## start MATERIAL TO PROCESS
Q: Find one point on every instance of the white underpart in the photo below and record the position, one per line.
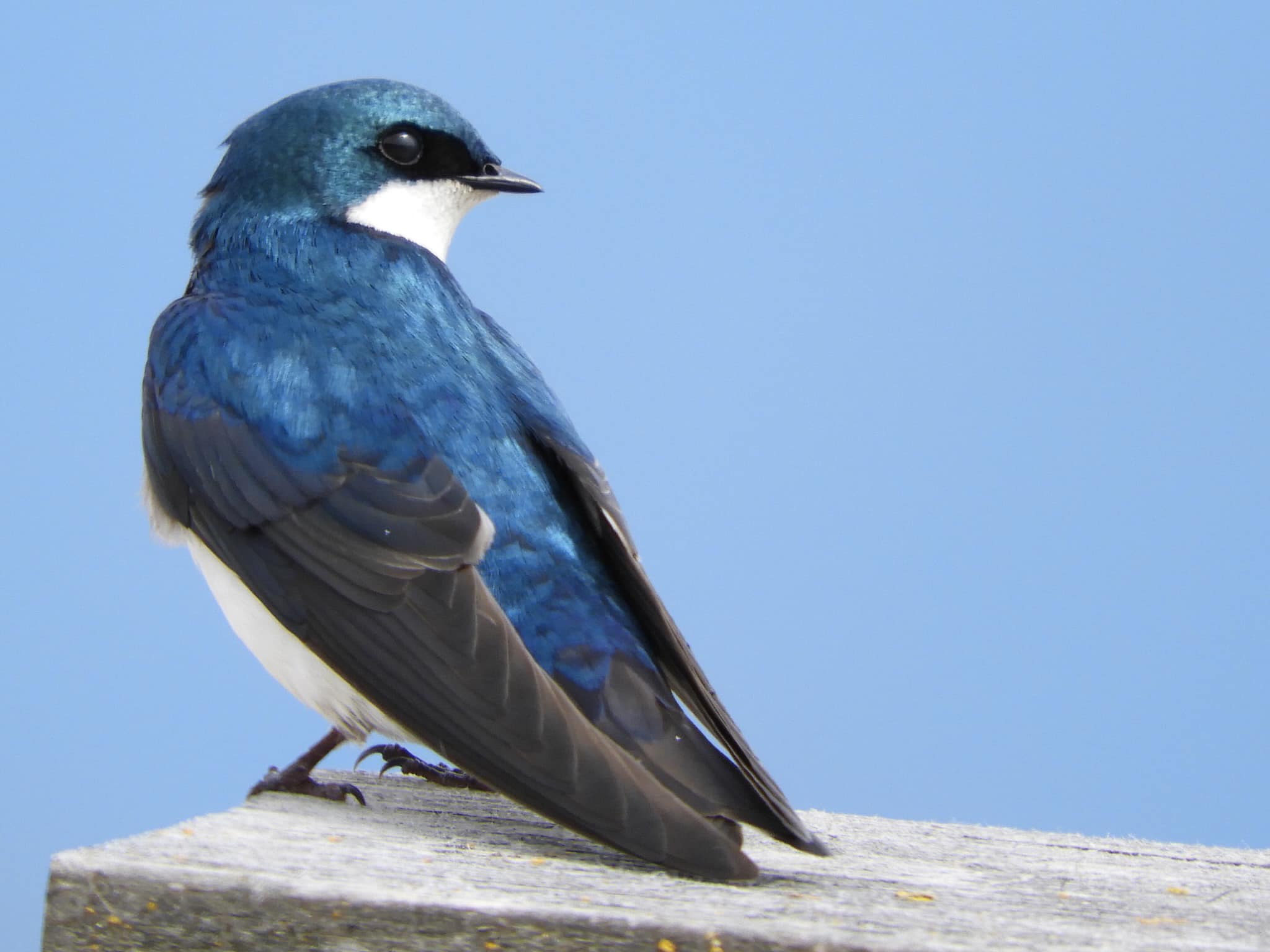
(310, 679)
(425, 213)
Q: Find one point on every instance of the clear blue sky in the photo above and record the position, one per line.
(926, 347)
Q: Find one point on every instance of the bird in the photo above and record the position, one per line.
(395, 513)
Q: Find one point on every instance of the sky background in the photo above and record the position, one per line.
(926, 347)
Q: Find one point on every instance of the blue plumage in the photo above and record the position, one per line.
(329, 415)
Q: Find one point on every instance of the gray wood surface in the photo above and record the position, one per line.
(431, 868)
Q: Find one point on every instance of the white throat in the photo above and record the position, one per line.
(425, 213)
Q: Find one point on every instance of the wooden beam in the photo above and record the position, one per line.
(424, 867)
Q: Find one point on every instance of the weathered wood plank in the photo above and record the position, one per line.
(431, 868)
## end MATERIAL TO PROCESS
▶ TASK BRIEF: Update all the rows above by changing "record the position" to "write down the coordinates" and leaving everything else as it is. Leave out the picture lines.

▶ RESPONSE TO THIS EXERCISE:
Q: Find one point on every instance of the white underpart in the photo below and write down the coordinates, one per line.
(310, 679)
(425, 213)
Q: Find one point on every instance of the clear blue sky in the photo above and write down the coordinates, one per line.
(926, 347)
Q: Find one point on every instance of the bird in the photo above and write down the coordinates, one per line.
(395, 513)
Q: Find one point on every instance of the sky background in the photo above and write down the coordinates, one per line.
(926, 347)
Q: Find one point on every instance of the blue plumage in the photo above and write down the coordinates, one per line.
(329, 415)
Q: Find one point on every instance of the gray wood surface in the photo above and write down the coordinates, one per line.
(431, 868)
Q: Find one point on every instance of the white throat in the photo above and write down the coordinates, one per line.
(425, 213)
Q: Find one point on every instance of the wooden beam in the photo above and write down the coordinates, one per line.
(424, 867)
Q: Find one point on every instance of the weathered wood plank in the photo above and write down the coordinates, one per line.
(431, 868)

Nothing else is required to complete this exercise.